**PASSAGE:**
_ _ _ _ _
Course Projects

Development of Prediction Model for High-risk Sources and Seasons of C. Jejuni Outbreaks Identification

As part of a final project, I worked with two other students to create a prediction model using data from the NCBI Pathogen Detection Project, which is a large database containing Campylobacter jejuni isolate samples collected in the United States. Our goal was determine whether or not certain seasons or isolation sources, such as chicken or dairy, are associated with outbreaks of C. jejuni. Our final model had an AUC of 0.896, accuracy of 0.900, and Brier score of 0.073 on the validation set.

Differential Privacy: An Introduction

As a final project, I worked with one other classmate to develop a website introducing a machine learning concept that we had not learned in class-- differential privacy. Differential privacy is a solution– it enables us to publicly share information about a dataset, without actually revealing information about the individuals it consists of. Our website included a short article explaing how differential privacy works and why it's important, as well as tutorials for implementation in R and Python.

Introduction to Equivalence Trials

For a final project, I developed a report and presentation on the study design of equivalence trials. The goal of this project was to develop a methodological report that introduces a type of experimental design that was not discussed in class. While most have heard of superiority and non-inferiority trials, Unlike both superiority and non-inferiority trials, equivalence trials are a relatively rare type of study design that requires two active treatments to be identical within some predetermined acceptable range.
_ _ _ _ _
**COMPLETE THE FOLLOWING:**
(A) Please translate this sentence from the course projects page into Spanish: "Our final model had an AUC of 0.896, accuracy of 0.900, and Brier score of 0.073 on the validation set."
(B) Summarize the course projects page in two sentences.
(C) Write the next paragraph of the course projects page, picking up after its last sentence.
_ _ _ _ _
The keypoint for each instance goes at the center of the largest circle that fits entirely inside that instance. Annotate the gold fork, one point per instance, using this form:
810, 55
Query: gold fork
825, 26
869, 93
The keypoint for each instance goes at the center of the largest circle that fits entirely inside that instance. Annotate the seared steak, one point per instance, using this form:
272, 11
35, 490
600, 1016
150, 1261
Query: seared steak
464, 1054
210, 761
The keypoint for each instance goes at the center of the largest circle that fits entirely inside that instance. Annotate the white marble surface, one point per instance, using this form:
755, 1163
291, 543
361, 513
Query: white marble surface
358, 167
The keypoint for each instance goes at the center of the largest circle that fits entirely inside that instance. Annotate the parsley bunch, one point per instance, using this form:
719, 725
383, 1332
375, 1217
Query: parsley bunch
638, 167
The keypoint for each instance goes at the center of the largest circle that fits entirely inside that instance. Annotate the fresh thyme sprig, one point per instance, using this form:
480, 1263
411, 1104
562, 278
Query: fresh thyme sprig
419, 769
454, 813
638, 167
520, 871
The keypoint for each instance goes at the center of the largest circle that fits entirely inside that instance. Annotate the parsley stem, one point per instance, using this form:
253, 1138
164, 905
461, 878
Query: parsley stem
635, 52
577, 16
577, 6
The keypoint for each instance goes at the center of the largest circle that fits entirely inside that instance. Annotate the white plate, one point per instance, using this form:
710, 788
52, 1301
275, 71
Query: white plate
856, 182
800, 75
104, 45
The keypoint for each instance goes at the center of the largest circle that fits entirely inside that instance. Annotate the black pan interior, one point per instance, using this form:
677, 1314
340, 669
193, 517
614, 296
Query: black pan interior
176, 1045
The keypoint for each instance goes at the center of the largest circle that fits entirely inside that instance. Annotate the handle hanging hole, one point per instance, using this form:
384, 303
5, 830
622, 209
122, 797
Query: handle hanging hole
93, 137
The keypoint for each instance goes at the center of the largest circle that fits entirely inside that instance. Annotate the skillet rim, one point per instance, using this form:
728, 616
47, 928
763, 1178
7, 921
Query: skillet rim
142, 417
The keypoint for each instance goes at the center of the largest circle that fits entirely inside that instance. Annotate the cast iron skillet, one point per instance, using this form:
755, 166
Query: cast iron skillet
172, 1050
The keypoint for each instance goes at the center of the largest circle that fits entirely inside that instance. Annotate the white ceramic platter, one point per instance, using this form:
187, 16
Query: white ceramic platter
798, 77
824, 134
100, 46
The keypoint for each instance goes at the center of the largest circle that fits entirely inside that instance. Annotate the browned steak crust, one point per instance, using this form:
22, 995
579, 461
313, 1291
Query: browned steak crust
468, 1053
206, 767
_ _ _ _ _
**RESPONSES IN ORDER:**
(A) Nuestro modelo final obtuvo un AUC de 0,896, una exactitud de 0,900 y una puntuación de Brier de 0,073 en el conjunto de validación.

(B) The course projects page describes a final project in which a prediction model was built with two other students from NCBI Pathogen Detection Project data to find whether seasons or isolation sources are associated with C. jejuni outbreaks, and another in which a website introducing differential privacy, with tutorials in R and Python, was made with a classmate. A third final project was a report and presentation on equivalence trials, a relatively rare study design that requires two active treatments to be identical within some predetermined acceptable range.

(C)
Infectious Disease Modeling R Shiny Application

I worked with two other classmates to develop an R Shiny application to provide users with a tool to create interactive and visual simulations of infectious disease dynamics. Under the current COVID-19 landscape, we felt that providing a means to model trends in disease spread and recovery over time may be beneficial for researchers and the general public. Features include the ability to adjust parameters manually and download the resulting simulation tables. The models we provided are commonly used in epidemiological research. In particular, we adopted the SIR equations found in Cooper (2020) and borrowed our intervention functions from an R package created by Andreas Handel.

Bayesian Estimation and the Bias-Variance Tradeoff

As part of a final project, I worked with two other students on a presentation to demonstrate why unbiased estimators may not always be preferred through an examples that compares maximum likelihood estimators and Bayesian estimators, the latter of which can result in a lower mean squared error despite having a higher measure of bias than its counterpart. The popularization of this concept and of Bayesian estimators revolutionized the field of statistics during the 1980s and has found wide application in artificial intellgience and machine learning.